About this exercise:
Word for word, retype the lines from the one containing "Your annotation target is hazy" to the last line of the data below, both ends included.

Spatial localization data:
•••

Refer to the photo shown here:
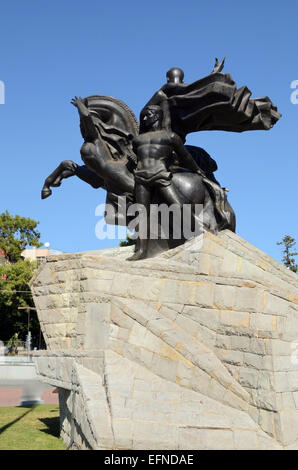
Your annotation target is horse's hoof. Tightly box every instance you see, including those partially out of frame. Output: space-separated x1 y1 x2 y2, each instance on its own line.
41 188 52 199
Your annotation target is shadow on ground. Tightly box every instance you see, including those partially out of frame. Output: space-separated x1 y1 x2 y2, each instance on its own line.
39 416 60 438
0 405 36 435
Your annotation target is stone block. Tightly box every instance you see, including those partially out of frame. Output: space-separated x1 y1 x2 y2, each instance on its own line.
219 310 250 328
31 231 298 449
234 286 263 313
214 285 236 310
233 430 258 450
230 335 251 352
84 302 110 349
275 409 298 446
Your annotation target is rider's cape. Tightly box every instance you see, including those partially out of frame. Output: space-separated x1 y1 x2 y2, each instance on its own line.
158 72 281 140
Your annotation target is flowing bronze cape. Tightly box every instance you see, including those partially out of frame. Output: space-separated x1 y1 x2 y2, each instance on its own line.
155 72 281 140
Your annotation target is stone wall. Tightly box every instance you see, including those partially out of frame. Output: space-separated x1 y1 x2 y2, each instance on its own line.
31 230 298 449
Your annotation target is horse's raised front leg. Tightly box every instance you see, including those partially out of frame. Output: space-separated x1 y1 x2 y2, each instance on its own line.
41 160 78 199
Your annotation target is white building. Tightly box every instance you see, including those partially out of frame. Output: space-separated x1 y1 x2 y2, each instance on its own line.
21 247 64 263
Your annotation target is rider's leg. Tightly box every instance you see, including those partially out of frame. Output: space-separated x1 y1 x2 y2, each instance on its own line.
158 183 206 240
158 183 186 206
128 183 151 261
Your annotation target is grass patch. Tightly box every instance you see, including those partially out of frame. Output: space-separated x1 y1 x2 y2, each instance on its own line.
0 404 67 450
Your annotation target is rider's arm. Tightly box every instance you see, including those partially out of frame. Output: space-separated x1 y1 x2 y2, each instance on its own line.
77 102 98 142
142 89 166 108
143 89 171 131
161 94 171 131
80 115 98 142
72 97 98 142
171 132 205 176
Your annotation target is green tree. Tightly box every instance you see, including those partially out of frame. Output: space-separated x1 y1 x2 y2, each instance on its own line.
0 210 42 263
119 234 136 247
0 259 40 343
277 235 298 273
0 211 43 346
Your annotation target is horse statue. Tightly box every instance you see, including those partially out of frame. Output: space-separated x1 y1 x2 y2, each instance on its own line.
41 60 280 258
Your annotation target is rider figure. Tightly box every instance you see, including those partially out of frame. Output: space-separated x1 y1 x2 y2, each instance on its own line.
128 103 204 261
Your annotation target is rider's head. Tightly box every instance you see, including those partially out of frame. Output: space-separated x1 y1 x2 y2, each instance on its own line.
166 67 184 84
140 105 163 131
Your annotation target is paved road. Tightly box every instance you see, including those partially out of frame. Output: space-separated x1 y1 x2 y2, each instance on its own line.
0 388 59 406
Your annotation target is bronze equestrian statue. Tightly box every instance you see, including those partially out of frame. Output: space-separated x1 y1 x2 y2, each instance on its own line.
41 58 281 259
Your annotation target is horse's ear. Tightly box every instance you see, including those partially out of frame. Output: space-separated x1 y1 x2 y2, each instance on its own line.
84 98 89 107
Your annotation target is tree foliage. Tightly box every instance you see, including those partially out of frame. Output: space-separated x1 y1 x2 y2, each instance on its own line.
0 210 42 263
119 234 136 247
277 235 298 273
0 259 41 343
0 211 43 346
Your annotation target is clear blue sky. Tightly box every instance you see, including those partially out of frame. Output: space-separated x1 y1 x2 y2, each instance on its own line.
0 0 297 262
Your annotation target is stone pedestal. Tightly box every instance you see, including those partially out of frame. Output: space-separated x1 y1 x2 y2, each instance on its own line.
30 230 298 449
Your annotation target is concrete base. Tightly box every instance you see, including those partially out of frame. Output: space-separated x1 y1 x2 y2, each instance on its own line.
31 230 298 449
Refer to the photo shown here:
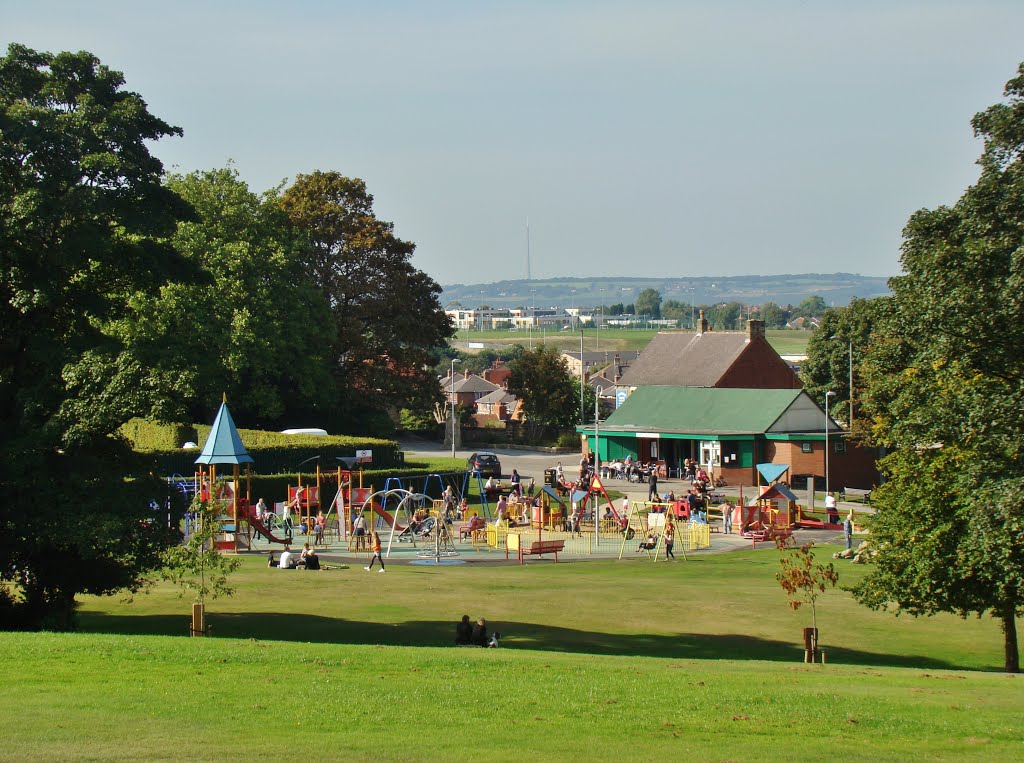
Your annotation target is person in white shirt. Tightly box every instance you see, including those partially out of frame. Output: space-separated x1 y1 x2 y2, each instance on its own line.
278 548 296 569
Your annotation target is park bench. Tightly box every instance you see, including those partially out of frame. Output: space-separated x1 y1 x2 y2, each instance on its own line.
839 487 872 504
505 533 565 564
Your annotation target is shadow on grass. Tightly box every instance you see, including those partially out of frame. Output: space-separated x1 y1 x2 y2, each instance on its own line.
77 611 966 671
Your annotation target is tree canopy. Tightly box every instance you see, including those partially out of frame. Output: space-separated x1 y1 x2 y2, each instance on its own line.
0 44 189 626
279 172 453 429
507 346 586 431
634 288 662 319
852 62 1024 672
800 297 890 434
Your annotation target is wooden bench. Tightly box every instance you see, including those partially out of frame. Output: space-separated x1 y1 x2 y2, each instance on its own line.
839 487 872 504
505 534 565 564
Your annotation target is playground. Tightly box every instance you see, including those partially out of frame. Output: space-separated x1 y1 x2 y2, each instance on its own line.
2 413 1019 760
173 403 871 572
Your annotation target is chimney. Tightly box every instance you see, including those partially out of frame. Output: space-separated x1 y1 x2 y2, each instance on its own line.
698 309 709 335
747 319 765 342
463 369 469 379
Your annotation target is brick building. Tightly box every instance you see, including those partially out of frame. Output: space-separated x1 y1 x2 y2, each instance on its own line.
580 317 880 490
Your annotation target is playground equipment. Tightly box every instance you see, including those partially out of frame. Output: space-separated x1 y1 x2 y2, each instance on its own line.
617 501 673 560
193 400 255 552
741 467 802 544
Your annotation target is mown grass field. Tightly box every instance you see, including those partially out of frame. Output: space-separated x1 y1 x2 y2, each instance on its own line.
3 547 1021 761
452 328 811 356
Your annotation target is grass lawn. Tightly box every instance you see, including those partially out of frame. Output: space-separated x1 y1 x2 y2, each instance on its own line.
452 328 810 356
3 548 1021 760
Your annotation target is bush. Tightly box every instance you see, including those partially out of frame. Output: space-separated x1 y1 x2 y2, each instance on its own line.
120 419 197 450
556 431 581 449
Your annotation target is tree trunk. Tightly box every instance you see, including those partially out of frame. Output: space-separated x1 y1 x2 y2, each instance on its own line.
1002 609 1019 673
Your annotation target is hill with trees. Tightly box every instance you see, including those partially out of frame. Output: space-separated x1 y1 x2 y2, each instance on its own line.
441 273 890 311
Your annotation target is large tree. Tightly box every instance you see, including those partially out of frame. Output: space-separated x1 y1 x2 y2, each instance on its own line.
507 345 587 431
0 45 190 627
148 167 337 427
279 172 452 430
634 288 662 319
852 63 1024 672
800 296 890 434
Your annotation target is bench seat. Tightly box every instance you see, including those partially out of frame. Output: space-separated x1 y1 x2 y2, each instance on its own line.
505 534 565 564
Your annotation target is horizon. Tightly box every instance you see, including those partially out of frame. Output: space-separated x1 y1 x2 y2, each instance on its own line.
5 3 1022 284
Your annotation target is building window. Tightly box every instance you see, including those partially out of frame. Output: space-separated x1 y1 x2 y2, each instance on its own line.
801 442 813 454
699 440 721 467
835 439 847 454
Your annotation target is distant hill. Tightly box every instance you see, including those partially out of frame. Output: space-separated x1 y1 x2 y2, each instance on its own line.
440 273 890 309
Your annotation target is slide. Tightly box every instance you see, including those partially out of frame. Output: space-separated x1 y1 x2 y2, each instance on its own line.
247 512 291 544
369 501 406 531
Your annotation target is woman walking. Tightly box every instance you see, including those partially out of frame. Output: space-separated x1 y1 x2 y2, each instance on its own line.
365 531 385 573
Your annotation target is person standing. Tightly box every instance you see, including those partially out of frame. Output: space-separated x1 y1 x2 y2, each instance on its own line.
721 500 734 534
825 491 839 524
843 511 855 550
664 523 676 561
352 512 368 550
647 468 659 503
365 531 385 573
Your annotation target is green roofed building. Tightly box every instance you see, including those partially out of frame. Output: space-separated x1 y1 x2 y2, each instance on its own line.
580 318 880 489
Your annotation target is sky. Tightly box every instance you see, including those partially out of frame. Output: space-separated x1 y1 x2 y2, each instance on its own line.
3 1 1023 285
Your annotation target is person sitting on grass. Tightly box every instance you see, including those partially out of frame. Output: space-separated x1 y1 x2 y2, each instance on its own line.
278 546 297 569
455 615 473 645
298 543 320 570
472 617 493 648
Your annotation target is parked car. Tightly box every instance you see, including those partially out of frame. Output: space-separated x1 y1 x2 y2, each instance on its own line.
467 452 502 478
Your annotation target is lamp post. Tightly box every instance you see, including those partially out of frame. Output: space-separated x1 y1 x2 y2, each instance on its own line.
450 358 460 458
824 390 836 501
830 334 854 426
580 329 585 425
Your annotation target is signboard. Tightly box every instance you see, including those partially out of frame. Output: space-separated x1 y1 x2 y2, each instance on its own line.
355 449 373 464
615 389 628 409
468 342 485 349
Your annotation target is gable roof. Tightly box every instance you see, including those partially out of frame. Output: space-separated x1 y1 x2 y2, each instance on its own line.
195 401 254 465
441 373 500 395
476 389 517 405
617 332 752 387
598 386 835 436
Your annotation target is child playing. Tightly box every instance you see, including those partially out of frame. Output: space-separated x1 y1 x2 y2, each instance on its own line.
365 531 385 573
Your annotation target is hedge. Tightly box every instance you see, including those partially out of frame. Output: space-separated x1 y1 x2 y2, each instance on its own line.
120 419 198 450
166 468 469 507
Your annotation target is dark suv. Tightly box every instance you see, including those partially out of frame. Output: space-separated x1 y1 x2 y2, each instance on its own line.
467 452 502 478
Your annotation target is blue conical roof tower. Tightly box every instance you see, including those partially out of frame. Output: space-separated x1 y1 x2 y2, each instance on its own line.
195 401 254 466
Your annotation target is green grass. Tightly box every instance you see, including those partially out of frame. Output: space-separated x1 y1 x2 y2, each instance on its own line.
4 550 1021 761
453 327 810 356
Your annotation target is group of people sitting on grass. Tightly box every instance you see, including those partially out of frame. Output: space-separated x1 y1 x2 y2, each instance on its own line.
268 543 320 570
455 615 500 648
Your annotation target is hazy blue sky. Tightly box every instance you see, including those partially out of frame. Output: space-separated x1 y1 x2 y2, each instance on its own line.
4 1 1022 285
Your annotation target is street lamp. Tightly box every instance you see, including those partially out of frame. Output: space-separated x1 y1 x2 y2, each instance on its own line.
830 335 854 426
450 358 460 458
580 329 585 425
824 390 836 501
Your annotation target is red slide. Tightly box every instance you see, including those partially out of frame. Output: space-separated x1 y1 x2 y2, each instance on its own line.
370 501 406 531
247 512 291 544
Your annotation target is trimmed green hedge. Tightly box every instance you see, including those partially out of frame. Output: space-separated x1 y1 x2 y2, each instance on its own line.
146 442 403 477
120 419 198 450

•••

Written answer:
Your annotation target is hazy blue sky. Tightly box every instance you see, including those partially out of frame. Output: space-separated x1 y1 x2 y2, each instance on its own line.
4 1 1022 285
Your annotation target is street lamp. Tightly box every instance you see, including those partially out of frame. Output: space-separated x1 y1 x2 y2, each instance on its own line.
830 335 854 426
450 358 460 458
580 329 585 425
824 390 836 501
Your annotation target is red slide. Tightly box every instance you see, including those partially out of frame. Output: space-separated x1 y1 x2 y2, each instance on its own line.
370 501 406 531
247 512 291 544
Your annotation target is trimmed green hedge. Tightly box every instance you see, including those partially out of frame. Output: space-separated x1 y1 x2 y2, each instance on its own line.
146 442 403 477
120 419 198 450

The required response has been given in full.